== Your goal ==
Pick every line with "shirt" from the material below.

== Records for the exercise ==

########

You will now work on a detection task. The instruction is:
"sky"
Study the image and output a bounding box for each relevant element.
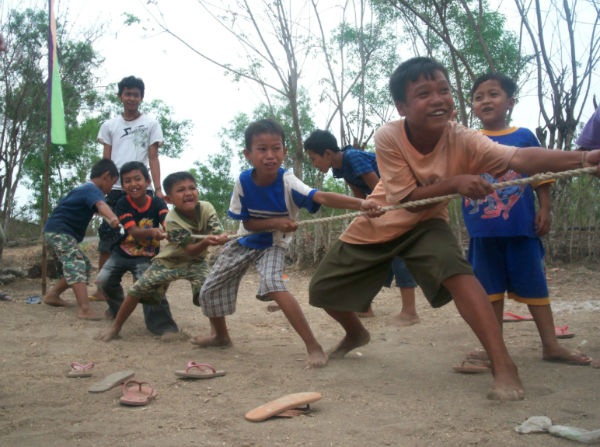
[3,0,600,206]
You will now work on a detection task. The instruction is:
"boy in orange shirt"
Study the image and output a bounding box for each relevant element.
[309,57,600,400]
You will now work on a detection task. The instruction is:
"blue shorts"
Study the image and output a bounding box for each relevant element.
[468,236,549,305]
[383,257,417,288]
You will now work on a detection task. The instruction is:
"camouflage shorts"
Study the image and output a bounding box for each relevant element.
[129,259,209,306]
[44,232,91,285]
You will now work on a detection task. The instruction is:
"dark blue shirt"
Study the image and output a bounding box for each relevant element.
[44,182,106,242]
[332,147,379,195]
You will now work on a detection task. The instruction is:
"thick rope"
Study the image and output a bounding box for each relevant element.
[190,166,597,240]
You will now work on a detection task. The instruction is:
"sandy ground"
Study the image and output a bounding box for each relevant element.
[0,244,599,447]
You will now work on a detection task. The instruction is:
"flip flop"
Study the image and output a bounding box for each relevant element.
[88,294,106,302]
[88,370,135,393]
[174,362,226,379]
[0,293,12,301]
[452,360,491,374]
[67,361,94,378]
[245,392,322,422]
[555,325,575,339]
[119,380,157,406]
[503,312,533,322]
[25,295,41,304]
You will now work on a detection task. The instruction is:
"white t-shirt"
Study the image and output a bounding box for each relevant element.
[97,114,164,189]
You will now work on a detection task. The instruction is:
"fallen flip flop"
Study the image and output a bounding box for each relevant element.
[25,295,41,304]
[88,370,135,393]
[88,294,106,302]
[452,359,491,374]
[555,325,575,339]
[119,380,157,406]
[503,312,533,322]
[67,361,94,378]
[174,361,226,379]
[245,392,322,422]
[0,293,12,301]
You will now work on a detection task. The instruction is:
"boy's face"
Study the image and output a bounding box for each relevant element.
[121,169,150,200]
[306,150,333,173]
[472,79,515,130]
[244,132,287,178]
[118,87,143,114]
[99,172,119,194]
[165,178,198,214]
[395,70,454,139]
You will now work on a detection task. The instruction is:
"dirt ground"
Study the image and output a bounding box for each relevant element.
[0,244,599,447]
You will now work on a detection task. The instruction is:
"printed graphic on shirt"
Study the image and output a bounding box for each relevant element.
[464,171,525,221]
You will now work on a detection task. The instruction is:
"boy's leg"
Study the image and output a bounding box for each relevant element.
[445,274,524,400]
[96,253,127,318]
[325,309,370,359]
[269,291,327,367]
[191,316,232,347]
[389,286,419,326]
[131,259,178,335]
[96,294,141,341]
[43,277,69,307]
[528,303,590,363]
[71,282,102,320]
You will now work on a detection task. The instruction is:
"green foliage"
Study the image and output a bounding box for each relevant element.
[190,147,235,218]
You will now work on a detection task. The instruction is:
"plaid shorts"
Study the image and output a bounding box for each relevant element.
[128,258,209,305]
[199,241,287,317]
[44,232,91,285]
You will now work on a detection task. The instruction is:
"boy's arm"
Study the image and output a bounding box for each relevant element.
[102,143,112,159]
[360,171,380,192]
[244,217,298,233]
[508,147,600,175]
[312,190,382,215]
[95,201,119,227]
[348,183,366,199]
[148,142,164,199]
[534,183,551,236]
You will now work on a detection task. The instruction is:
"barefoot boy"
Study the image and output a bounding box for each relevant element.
[458,73,590,368]
[308,57,600,399]
[304,129,420,326]
[97,172,228,341]
[43,159,120,320]
[196,119,382,368]
[96,161,178,335]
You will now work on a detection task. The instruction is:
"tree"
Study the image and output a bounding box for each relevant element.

########

== Solution for this exercise ==
"boy in orange shirt"
"dark blue shirt"
"white t-shirt"
"printed graphic on shirt"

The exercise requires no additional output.